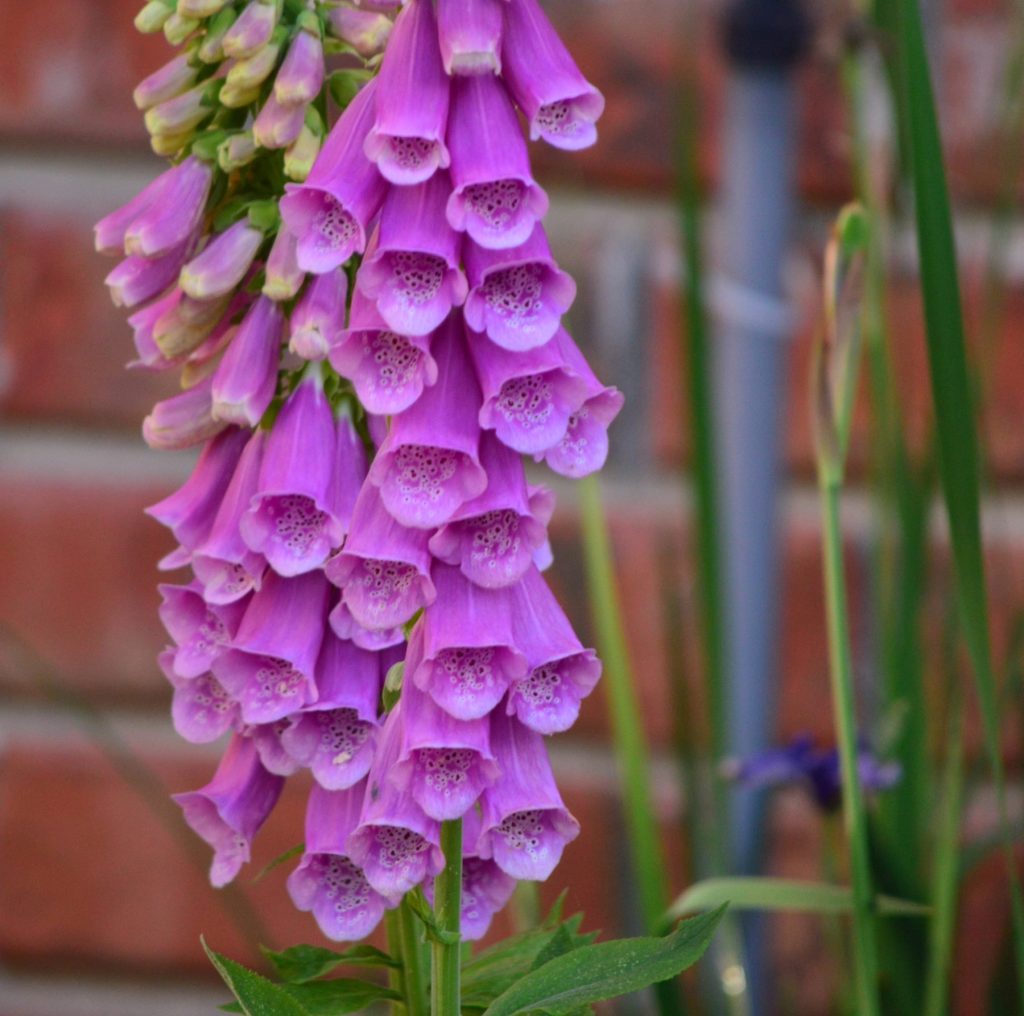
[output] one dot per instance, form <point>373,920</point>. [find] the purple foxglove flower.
<point>387,370</point>
<point>524,824</point>
<point>444,763</point>
<point>559,102</point>
<point>561,671</point>
<point>269,670</point>
<point>327,881</point>
<point>336,737</point>
<point>138,279</point>
<point>268,739</point>
<point>223,263</point>
<point>407,140</point>
<point>485,888</point>
<point>293,519</point>
<point>201,710</point>
<point>585,446</point>
<point>172,78</point>
<point>284,277</point>
<point>330,213</point>
<point>189,512</point>
<point>345,626</point>
<point>384,567</point>
<point>252,31</point>
<point>528,396</point>
<point>428,465</point>
<point>201,632</point>
<point>366,31</point>
<point>230,809</point>
<point>301,76</point>
<point>318,315</point>
<point>278,125</point>
<point>470,36</point>
<point>227,568</point>
<point>495,198</point>
<point>413,271</point>
<point>470,657</point>
<point>247,377</point>
<point>517,296</point>
<point>493,539</point>
<point>175,212</point>
<point>182,420</point>
<point>395,844</point>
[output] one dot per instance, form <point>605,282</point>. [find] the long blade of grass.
<point>957,445</point>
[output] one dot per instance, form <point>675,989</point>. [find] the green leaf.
<point>607,970</point>
<point>781,894</point>
<point>306,963</point>
<point>257,996</point>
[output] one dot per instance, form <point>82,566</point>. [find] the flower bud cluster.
<point>368,324</point>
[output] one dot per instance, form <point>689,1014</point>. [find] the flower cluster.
<point>369,328</point>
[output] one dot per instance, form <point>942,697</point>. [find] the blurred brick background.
<point>102,893</point>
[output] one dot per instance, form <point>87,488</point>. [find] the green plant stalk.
<point>854,814</point>
<point>958,457</point>
<point>413,951</point>
<point>631,747</point>
<point>945,881</point>
<point>445,992</point>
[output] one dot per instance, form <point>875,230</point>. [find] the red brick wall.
<point>97,879</point>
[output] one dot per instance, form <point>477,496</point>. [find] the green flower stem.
<point>444,988</point>
<point>855,817</point>
<point>413,953</point>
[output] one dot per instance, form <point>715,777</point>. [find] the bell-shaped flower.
<point>246,379</point>
<point>201,631</point>
<point>407,139</point>
<point>225,565</point>
<point>428,465</point>
<point>230,809</point>
<point>190,510</point>
<point>495,199</point>
<point>269,670</point>
<point>318,315</point>
<point>561,672</point>
<point>223,263</point>
<point>182,420</point>
<point>335,737</point>
<point>444,763</point>
<point>395,844</point>
<point>330,213</point>
<point>528,396</point>
<point>524,823</point>
<point>470,36</point>
<point>413,268</point>
<point>560,104</point>
<point>384,567</point>
<point>517,296</point>
<point>301,76</point>
<point>494,538</point>
<point>296,516</point>
<point>585,445</point>
<point>388,371</point>
<point>470,657</point>
<point>327,881</point>
<point>202,711</point>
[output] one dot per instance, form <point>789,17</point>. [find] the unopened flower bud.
<point>153,16</point>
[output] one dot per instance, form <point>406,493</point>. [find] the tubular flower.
<point>363,373</point>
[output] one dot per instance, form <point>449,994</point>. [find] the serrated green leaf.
<point>257,996</point>
<point>781,894</point>
<point>607,970</point>
<point>306,963</point>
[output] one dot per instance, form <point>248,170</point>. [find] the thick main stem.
<point>446,956</point>
<point>854,815</point>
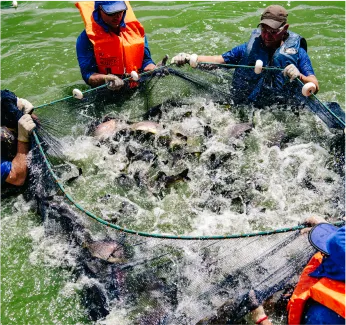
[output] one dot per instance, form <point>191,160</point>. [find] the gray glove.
<point>292,72</point>
<point>113,82</point>
<point>25,106</point>
<point>25,127</point>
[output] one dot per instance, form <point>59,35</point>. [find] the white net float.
<point>77,93</point>
<point>193,60</point>
<point>134,76</point>
<point>308,89</point>
<point>258,66</point>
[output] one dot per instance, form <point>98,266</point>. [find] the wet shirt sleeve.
<point>85,56</point>
<point>235,55</point>
<point>304,63</point>
<point>5,168</point>
<point>147,55</point>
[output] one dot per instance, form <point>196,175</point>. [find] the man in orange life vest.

*To do*
Give back the material word for word and drop the pictures it holds.

*Expected answer*
[output] one dot per instance, form <point>373,920</point>. [find] the purple foxglove flower.
<point>387,370</point>
<point>524,824</point>
<point>444,763</point>
<point>559,102</point>
<point>561,671</point>
<point>269,670</point>
<point>327,881</point>
<point>336,737</point>
<point>138,279</point>
<point>268,739</point>
<point>223,263</point>
<point>407,140</point>
<point>485,888</point>
<point>293,519</point>
<point>201,710</point>
<point>585,446</point>
<point>172,78</point>
<point>284,277</point>
<point>330,213</point>
<point>189,512</point>
<point>345,626</point>
<point>384,567</point>
<point>252,31</point>
<point>528,396</point>
<point>428,465</point>
<point>201,632</point>
<point>366,31</point>
<point>230,809</point>
<point>301,76</point>
<point>318,315</point>
<point>278,125</point>
<point>470,36</point>
<point>227,568</point>
<point>495,198</point>
<point>413,271</point>
<point>470,657</point>
<point>247,377</point>
<point>517,296</point>
<point>493,539</point>
<point>175,212</point>
<point>182,420</point>
<point>395,844</point>
[output] one dot per instance, form <point>605,282</point>. [find] the long blade of grass.
<point>957,445</point>
[output] one dot per instance, form <point>675,989</point>. [find] the green leaf.
<point>607,970</point>
<point>781,894</point>
<point>306,963</point>
<point>257,996</point>
[output] one dot per instance, form <point>82,566</point>. [find] the flower bud cluster.
<point>368,324</point>
[output] one dot per instance, form <point>689,1014</point>. [find] the flower cluster.
<point>369,328</point>
[output] one dot per instance, form <point>942,697</point>. [find] the blurred brick background.
<point>102,893</point>
[output] one dot per instance, form <point>87,488</point>. [find] the green plant stalk.
<point>854,814</point>
<point>958,457</point>
<point>413,951</point>
<point>631,747</point>
<point>945,881</point>
<point>445,992</point>
[output] one dot per instance, form <point>875,230</point>. [find] the red brick wall.
<point>97,879</point>
[output] one dot per instance, form <point>477,496</point>. [find] the green flower stem.
<point>444,988</point>
<point>855,817</point>
<point>413,953</point>
[output] one dot per instance, form <point>715,777</point>. [find] the bell-shaped flower.
<point>246,379</point>
<point>201,631</point>
<point>407,139</point>
<point>225,565</point>
<point>428,465</point>
<point>230,809</point>
<point>190,510</point>
<point>495,199</point>
<point>269,670</point>
<point>318,315</point>
<point>561,672</point>
<point>223,263</point>
<point>182,420</point>
<point>335,737</point>
<point>444,763</point>
<point>395,844</point>
<point>330,213</point>
<point>528,396</point>
<point>524,823</point>
<point>470,36</point>
<point>413,268</point>
<point>560,104</point>
<point>384,567</point>
<point>517,296</point>
<point>301,76</point>
<point>494,538</point>
<point>296,516</point>
<point>585,445</point>
<point>388,371</point>
<point>470,657</point>
<point>327,881</point>
<point>202,711</point>
[output] one dot per instance, form <point>789,17</point>. [find] the unopened flower bud.
<point>153,16</point>
[output] one dot per instance, form <point>406,493</point>. [find] the tubular flower.
<point>363,373</point>
[output] one dot per instance, form <point>449,994</point>. [find] the serrated green leaf.
<point>257,996</point>
<point>781,894</point>
<point>607,970</point>
<point>306,963</point>
[output] one dot per instance, form <point>248,170</point>. [find] the thick main stem.
<point>446,956</point>
<point>854,815</point>
[output] one dot per instance, form <point>191,160</point>. [find] the gray glove.
<point>292,72</point>
<point>113,82</point>
<point>25,106</point>
<point>25,127</point>
[output] one dot per instance, form <point>59,35</point>. [find] the white net float.
<point>77,93</point>
<point>193,60</point>
<point>134,76</point>
<point>308,89</point>
<point>258,66</point>
[output] one dot per instance, form <point>98,266</point>. [find] the wet shirt sleeve.
<point>85,56</point>
<point>235,55</point>
<point>304,63</point>
<point>5,168</point>
<point>147,55</point>
[output] one dot per instance, form <point>196,175</point>. [find] the man in orange life vest.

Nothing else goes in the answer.